■ Problems and tasks
1) In the art symposium listing, transcribe everything from "Tuesday, 10/24" down to "in Los Angeles.".
2) Name every short film by Kip Fulbeck that the art symposium listing mentions by title.

■ Text section

◆ ◆ ◆ ◆

The College of Creative Studies
Art Symposium Fall 2006
All lectures are at 5:00 in IV Theater II
Tuesday, 10/17
KIP FULBECK
Kip Fulbeck specializes in personal narrative, identity exploration, race/ethnicity
study, and pop-culture analysis. A filmmaker, photographer, writer, and performer,
he has exhibited in over 20 countries and throughout the U.S., including the
Whitney Museum of American Art Biennial, the Japanese American National Musuem,
the Singapore International Film Festival, the Bonn Videonale, and the Los
Angeles County Museum of Art. He is the author of Part Asian, 100% Hapa (Chronicle
Books, 2006) and Paper Bullets: A Fictional Autobiography (University of Washington
Press, 2001) and the director of a dozen short films including Banana Split,
Some Questions for 28 Kisses, and Lilo & Me. Fulbeck teaches as a Professor
of Art at UCSB and is currently producing a photography book entitled Permanence:
Tattoo Portraits by Kip Fulbeck to be published by Chronicle Books in 2008.
Tuesday, 10/24
JAKE JACOBSON
Throughout his 35 years as a professional photographer, printmaker and jazz
musician, Jake has been driven by his passions. In the mid-1960's he operated
a backyard print shop, producing rock concert posters that are now collectors'
items. During his career in advertising and editorial photography, he pioneered
many techniques for special effects photography and printmaking. He owned and
operated an award winning advertising agency and has contributed many photographic
assignments and essays to magazines around the world. His continuing passion
for photographing artists is evident by his extra-ordinary portraits and photographic
images. A graduate of Brooks Institute of Photography, Jake has taught photography
at UCLA and Cypress College. He is also a longtime practitioner and teacher
of Yoga, and a previous owner of the renowned Center for Yoga in Los Angeles.

◆ ◆ ◆ ◆

■ Data
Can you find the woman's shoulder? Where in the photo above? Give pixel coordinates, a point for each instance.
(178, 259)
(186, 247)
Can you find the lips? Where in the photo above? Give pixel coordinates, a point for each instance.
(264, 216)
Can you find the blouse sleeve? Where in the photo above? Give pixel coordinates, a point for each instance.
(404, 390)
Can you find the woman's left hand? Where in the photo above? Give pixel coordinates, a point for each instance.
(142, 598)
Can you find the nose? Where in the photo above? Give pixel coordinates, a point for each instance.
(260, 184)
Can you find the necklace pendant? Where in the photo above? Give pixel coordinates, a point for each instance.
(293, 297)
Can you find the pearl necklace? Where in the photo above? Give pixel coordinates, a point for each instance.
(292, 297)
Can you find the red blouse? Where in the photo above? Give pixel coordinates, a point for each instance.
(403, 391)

◆ ◆ ◆ ◆

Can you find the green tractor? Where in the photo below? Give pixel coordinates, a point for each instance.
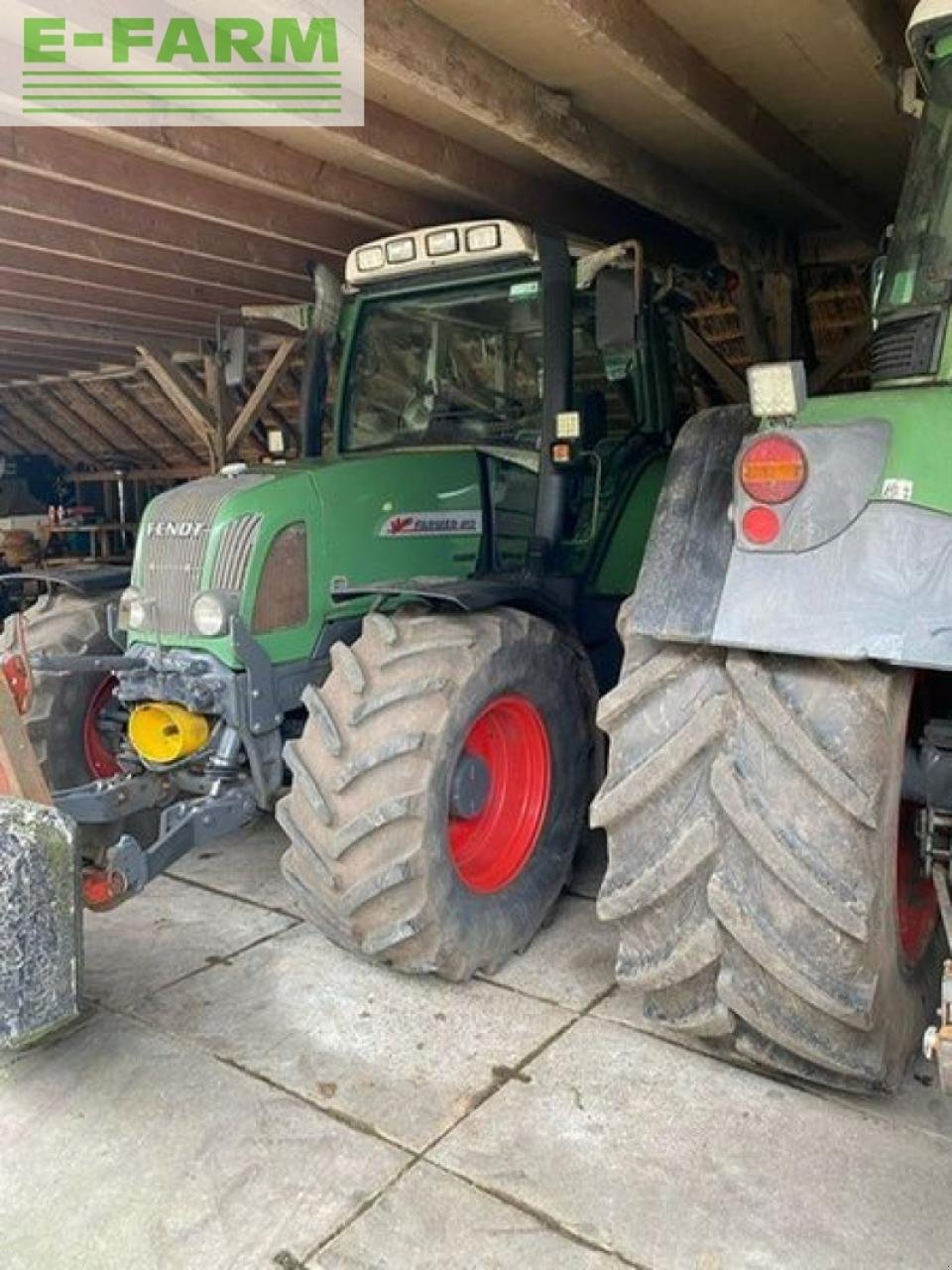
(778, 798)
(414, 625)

◆ ◆ ◆ ◆

■ Exercise responses
1)
Tuesday, 10/24
JAKE JACOBSON
Throughout his 35 years as a professional photographer, printmaker and jazz
musician, Jake has been driven by his passions. In the mid-1960's he operated
a backyard print shop, producing rock concert posters that are now collectors'
items. During his career in advertising and editorial photography, he pioneered
many techniques for special effects photography and printmaking. He owned and
operated an award winning advertising agency and has contributed many photographic
assignments and essays to magazines around the world. His continuing passion
for photographing artists is evident by his extra-ordinary portraits and photographic
images. A graduate of Brooks Institute of Photography, Jake has taught photography
at UCLA and Cypress College. He is also a longtime practitioner and teacher
of Yoga, and a previous owner of the renowned Center for Yoga in Los Angeles.

2)
Banana Split
Some Questions for 28 Kisses
Lilo & Me